Second, there is a lack of consistency about the age at which a person gains various civil rights. If people are old enough to marry, die for their country, change their names, and pay prescription charges and full fares on public transport, why should they not be able to vote for the Men and Women who form the laws and regulations which govern these issues. I realise that some of these are actions for which people under eighteen do need parental consent.

Third, Citizenship education is now a compulsory part of the national curriculum in England at key stages three and four and it is an optional part of the curriculum for key stages one and two. So by the time someone is sixteen they could have had eleven years of Citizenship education. Young people reaching the age of sixteen will have a great deal of knowledge of how the British political system works, perhaps a better knowledge and understanding than most people that are older. Yet they are denied the right to use this knowledge and understanding for at least two further years. Lowering the voting age to sixteen would allow a seamless transition from learning about elections, democracy, the importance of voting, the different electoral systems, pressure groups, topical political issues and so forth to putting such knowledge into practice.

If we stick with the status quo some people who may have been enthused or motivated by citizenship classes will, in fact, have to wait much longer than two years for a general election. Someone who turned sixteen in June 2005 will be twenty-one by the time of the next general election.

### Work instructions
Print the passage on the voting age between "Second, there is" and "need parental consent.", inclusive. The rows below come from a different source than the passage on the voting age.

### Stored data
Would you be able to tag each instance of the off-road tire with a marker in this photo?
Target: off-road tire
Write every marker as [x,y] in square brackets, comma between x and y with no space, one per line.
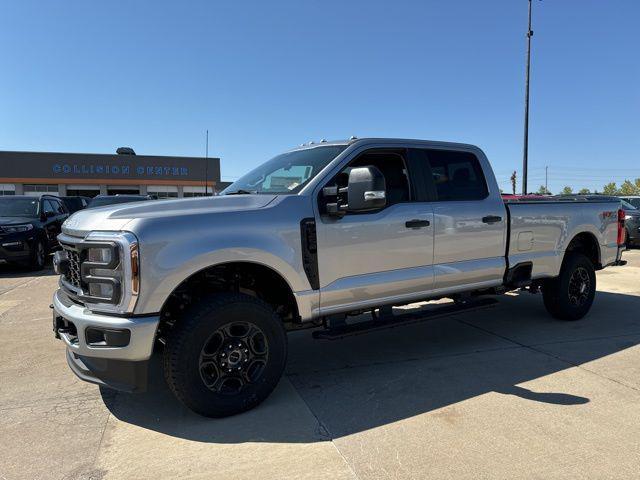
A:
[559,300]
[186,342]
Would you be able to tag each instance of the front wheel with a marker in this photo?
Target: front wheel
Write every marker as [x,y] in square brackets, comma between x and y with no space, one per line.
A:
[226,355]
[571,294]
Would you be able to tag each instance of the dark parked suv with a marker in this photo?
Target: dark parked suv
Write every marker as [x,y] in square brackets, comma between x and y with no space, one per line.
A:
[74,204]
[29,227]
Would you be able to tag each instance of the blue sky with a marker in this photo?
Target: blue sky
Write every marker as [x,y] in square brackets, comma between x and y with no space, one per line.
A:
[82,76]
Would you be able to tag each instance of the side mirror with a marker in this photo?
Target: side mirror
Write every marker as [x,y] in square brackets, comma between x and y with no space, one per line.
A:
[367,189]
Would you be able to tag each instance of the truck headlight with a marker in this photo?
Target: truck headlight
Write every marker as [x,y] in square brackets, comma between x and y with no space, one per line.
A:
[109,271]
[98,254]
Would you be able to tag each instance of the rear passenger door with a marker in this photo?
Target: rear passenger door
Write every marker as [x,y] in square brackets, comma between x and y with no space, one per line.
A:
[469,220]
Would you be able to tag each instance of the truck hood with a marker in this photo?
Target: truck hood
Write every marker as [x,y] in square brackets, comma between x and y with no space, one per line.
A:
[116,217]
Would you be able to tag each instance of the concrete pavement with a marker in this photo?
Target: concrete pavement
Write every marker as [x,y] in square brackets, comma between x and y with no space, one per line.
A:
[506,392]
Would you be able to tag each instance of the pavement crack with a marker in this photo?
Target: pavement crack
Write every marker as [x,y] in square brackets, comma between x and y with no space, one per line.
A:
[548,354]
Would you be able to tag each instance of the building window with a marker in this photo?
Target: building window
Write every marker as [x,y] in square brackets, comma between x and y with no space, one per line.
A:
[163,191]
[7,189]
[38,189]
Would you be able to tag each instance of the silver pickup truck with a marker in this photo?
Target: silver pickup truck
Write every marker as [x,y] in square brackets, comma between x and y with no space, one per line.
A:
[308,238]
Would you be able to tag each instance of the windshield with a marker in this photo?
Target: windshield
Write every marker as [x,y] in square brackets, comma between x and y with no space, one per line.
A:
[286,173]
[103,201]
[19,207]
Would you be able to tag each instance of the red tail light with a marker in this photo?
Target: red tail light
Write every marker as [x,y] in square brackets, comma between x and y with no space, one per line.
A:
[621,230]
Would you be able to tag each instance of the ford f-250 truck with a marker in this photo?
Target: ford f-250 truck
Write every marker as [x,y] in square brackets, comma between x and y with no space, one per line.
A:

### Exercise solution
Second, there is a lack of consistency about the age at which a person gains various civil rights. If people are old enough to marry, die for their country, change their names, and pay prescription charges and full fares on public transport, why should they not be able to vote for the Men and Women who form the laws and regulations which govern these issues. I realise that some of these are actions for which people under eighteen do need parental consent.